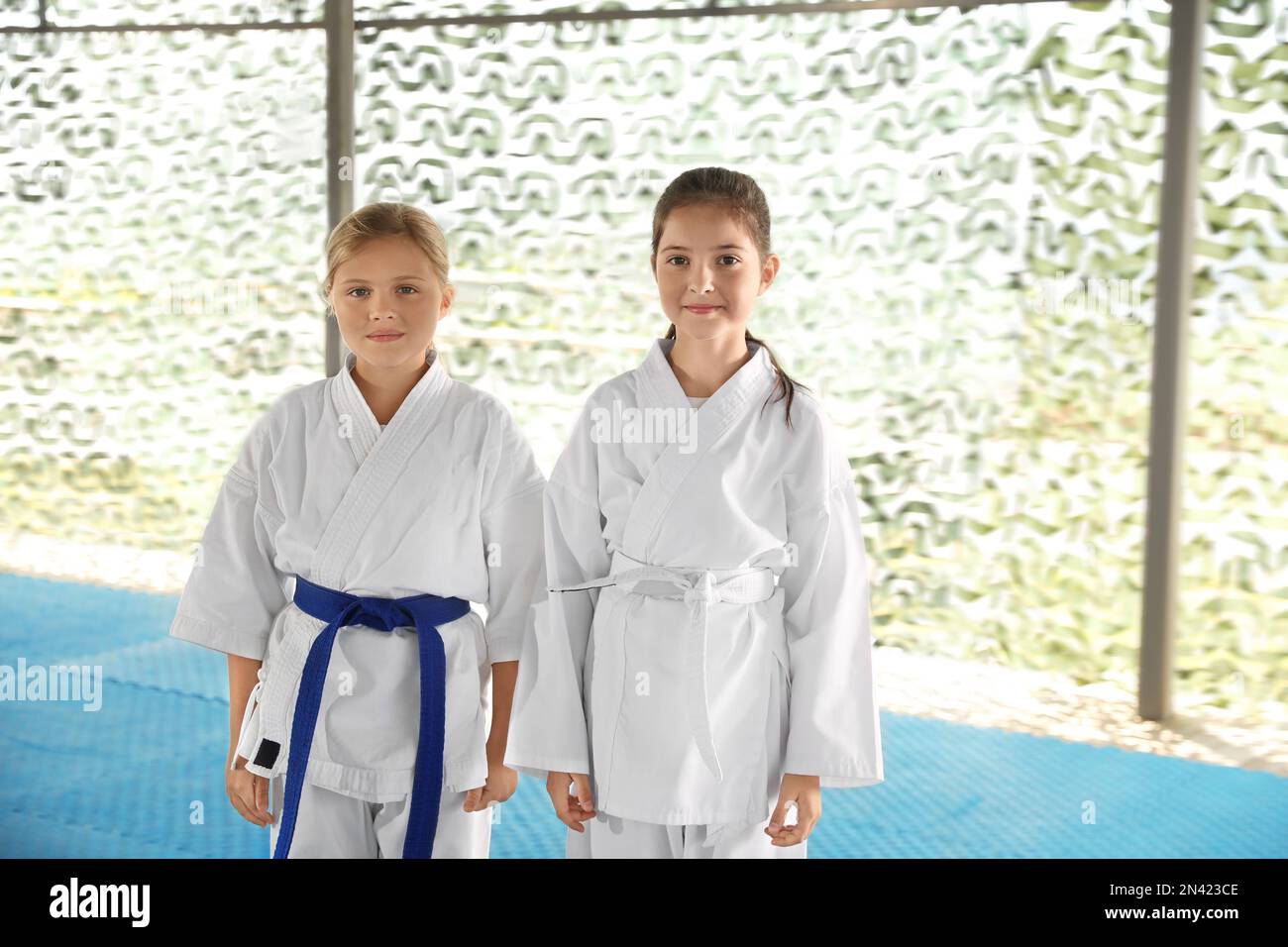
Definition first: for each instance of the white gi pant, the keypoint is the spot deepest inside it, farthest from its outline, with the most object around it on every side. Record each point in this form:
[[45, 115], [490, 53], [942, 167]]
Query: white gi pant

═══

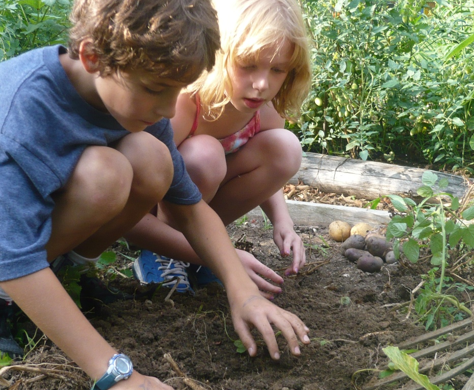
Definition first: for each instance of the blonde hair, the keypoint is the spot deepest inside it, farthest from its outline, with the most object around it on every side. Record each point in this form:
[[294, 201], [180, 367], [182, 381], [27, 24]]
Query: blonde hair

═══

- [What you have to do]
Check each line of the listing for "this". Show those that have it.

- [Your response]
Definition first: for each instance of the white gi pant, the keypoint is the spot deepest inside it, farthest from its outline, with the most object around it on every side. Record each point in this form:
Definition first: for each instance of the blonde hair, the keypoint is the spot deepest inside it, farthest from its outline, with the most object around it on every side. Record each point in this form:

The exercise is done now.